Southern Indiana District Judge Tanya Walton Pratt on Tuesday granted Planned Parenthood of Indiana and Kentucky’s request for $182,499.73. Represented by the American Civil Liberties Union of Indiana, PPINK sought $179,977.80 in attorney fees and $2,521.93 in costs.

The fees derive from litigation against the 2016 House Enrolled Act 1337, which, had it taken effect, would have enacted three new provisions to Indiana abortion law: a prohibition on abortions based on gender, race or genetic abnormality; a requirement that abortion providers inform patients of those anti-discrimination policies; and a requirement that fetal remains be disposed of as a “deceased human body.”

Pratt entered a preliminary injunction against HEA 1337 – signed into law by then-Gov. Mike Pence – in June 2016, and over the next three years, the anti-discrimination and fetal remains provisions of the law wound their way through federal appellate courts. Earlier in the case, the state conceded that if the anti-discrimination provision was found to be unconstitutional — which it was — then the information dissemination provision would likewise be unconstitutional.

A divided panel of the 7th Circuit Court of Appeals upheld the injunction, with Judge Daniel Manion dissenting on the fetal remains statute. The 7th Circuit also split on the denial of a petition for en banc review.

The state then submitted a writ of certiorari in October 2018, and the case was distributed for conference among the federal justices 15 times. The high court’s ruling finally came in May 2019, when Supreme Court reversed the injunction against the fetal disposition ruling.

“This Court has already acknowledged that a State has a ‘legitimate interest in proper disposal of fetal remains,’” the Supreme Court held in a per curiam opinion, citing Akron v. Akron Center for Reproductive Health, Inc., 462 U.S. 416, 452 n.45 (1983). “The Seventh Circuit clearly erred in failing to recognize that interest as a permissible basis for Indiana’s (fetal) disposition law.”

────────────────────

* _Task directions_
Can you resume the article on the fee award in the Indiana abortion-law case, picking up right after its final paragraph?

* _Raw data_
────────────────────

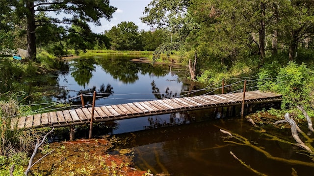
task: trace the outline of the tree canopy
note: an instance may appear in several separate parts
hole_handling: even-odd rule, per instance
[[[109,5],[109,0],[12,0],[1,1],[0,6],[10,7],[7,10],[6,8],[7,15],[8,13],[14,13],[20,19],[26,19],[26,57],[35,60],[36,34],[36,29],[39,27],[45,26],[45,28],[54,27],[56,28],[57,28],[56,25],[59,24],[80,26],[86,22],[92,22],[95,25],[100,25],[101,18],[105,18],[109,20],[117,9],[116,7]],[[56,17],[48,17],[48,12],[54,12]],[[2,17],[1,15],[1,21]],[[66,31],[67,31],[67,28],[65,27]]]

────────────────────

* _Exercise output_
But the high court let stand the injunction against the anti-discrimination provision of HEA 1337.

In awarding PPINK the full fees and costs it requested, Pratt rejected the state’s contention that PPINK’s lodestar amount should be reduced by 50% to account for the fact that the plaintiffs only prevailed on one of their claims.

ACLU attorneys Ken Falk, Gavin Rose and Jan Menz worked on the issues of anti-discrimination, information dissemination and fetal disposition, respectively, Pratt wrote.

“The State’s 50-50 argument ignores not only the time spent on the information dissemination provision, but also the reasonable attorneys’ fees billed for travel time to Chicago, Illinois for the Seventh Circuit argument for this case,” the judge said. “Under the State’s 50% proposition, the State would pay PPINK’s attorneys for the trip to Chicago, but not the return trip.”

The case is Planned Parenthood of Indiana and Kentucky, Inc., and Carol Dellinger M.D. v. Commissioner, Indiana State Department of Health, et al., 1:16-cv-763.

The judgment adds to the $1.4 million-plus in legal fees taxpayers have paid in recent years to ACLU of Indiana, Planned Parenthood and other groups that have succeeded in lawsuits against the state that overturned unconstitutional laws passed by the Indiana General Assembly.